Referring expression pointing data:
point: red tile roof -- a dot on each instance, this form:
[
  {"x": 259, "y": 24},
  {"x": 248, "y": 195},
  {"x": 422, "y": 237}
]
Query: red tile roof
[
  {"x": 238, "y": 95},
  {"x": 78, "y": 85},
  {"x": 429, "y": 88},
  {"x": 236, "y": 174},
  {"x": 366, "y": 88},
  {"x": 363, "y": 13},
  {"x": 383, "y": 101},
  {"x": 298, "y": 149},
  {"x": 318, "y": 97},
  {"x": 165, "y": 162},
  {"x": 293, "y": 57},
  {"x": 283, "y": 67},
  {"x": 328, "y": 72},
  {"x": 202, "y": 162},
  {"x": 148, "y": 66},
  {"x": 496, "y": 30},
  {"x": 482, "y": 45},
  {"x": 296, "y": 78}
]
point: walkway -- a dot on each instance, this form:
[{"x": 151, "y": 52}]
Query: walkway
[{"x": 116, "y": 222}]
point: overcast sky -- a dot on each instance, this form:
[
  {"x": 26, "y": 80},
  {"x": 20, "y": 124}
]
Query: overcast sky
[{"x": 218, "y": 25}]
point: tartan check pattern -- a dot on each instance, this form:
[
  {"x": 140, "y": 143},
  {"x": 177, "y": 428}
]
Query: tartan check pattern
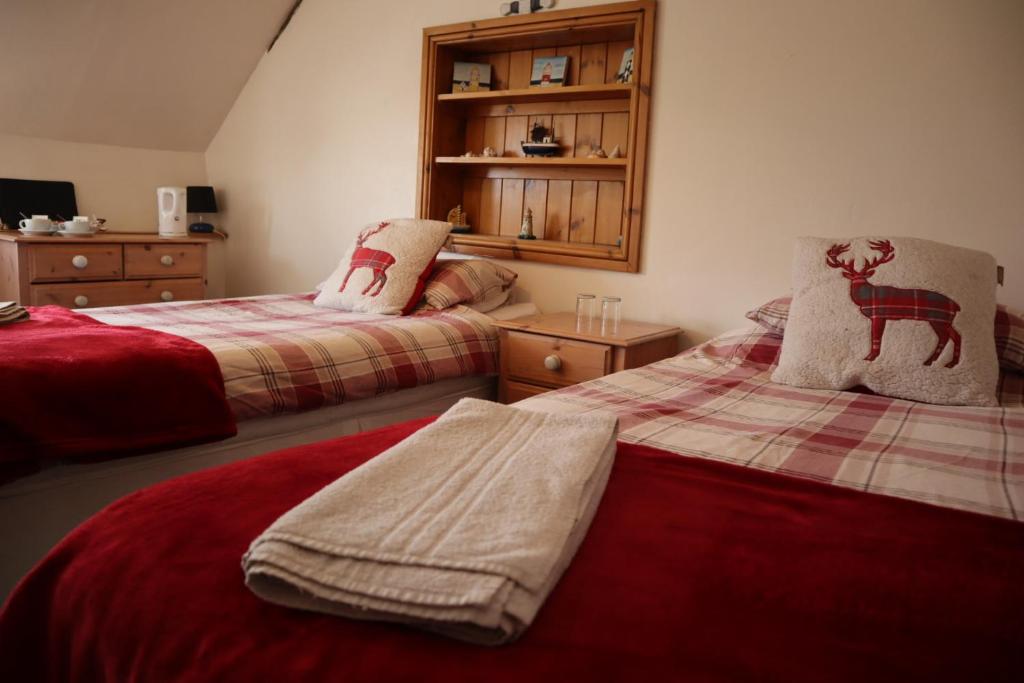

Exercise aim:
With all pictures omitted, repeat every record above word for word.

Solution for this task:
point: red tile roof -- a dot on each instance, this form:
[
  {"x": 259, "y": 24},
  {"x": 248, "y": 195},
  {"x": 422, "y": 237}
]
Query: red tile roof
[
  {"x": 238, "y": 95},
  {"x": 78, "y": 85},
  {"x": 429, "y": 88},
  {"x": 236, "y": 174},
  {"x": 366, "y": 88},
  {"x": 363, "y": 13},
  {"x": 383, "y": 101},
  {"x": 298, "y": 149},
  {"x": 318, "y": 97},
  {"x": 165, "y": 162},
  {"x": 293, "y": 57},
  {"x": 283, "y": 67},
  {"x": 328, "y": 72},
  {"x": 202, "y": 162},
  {"x": 148, "y": 66},
  {"x": 496, "y": 30},
  {"x": 482, "y": 45},
  {"x": 296, "y": 78}
]
point: walkway -- a dot on each instance, this form:
[{"x": 151, "y": 52}]
Query: walkway
[{"x": 116, "y": 222}]
point: overcast sky -- a dot on each instance, this form:
[
  {"x": 26, "y": 80},
  {"x": 20, "y": 124}
]
Query: overcast sky
[{"x": 218, "y": 25}]
point: tartan check pattern -- a dot on each instance, this form:
[
  {"x": 140, "y": 143},
  {"x": 177, "y": 428}
]
Query: tartan check pattern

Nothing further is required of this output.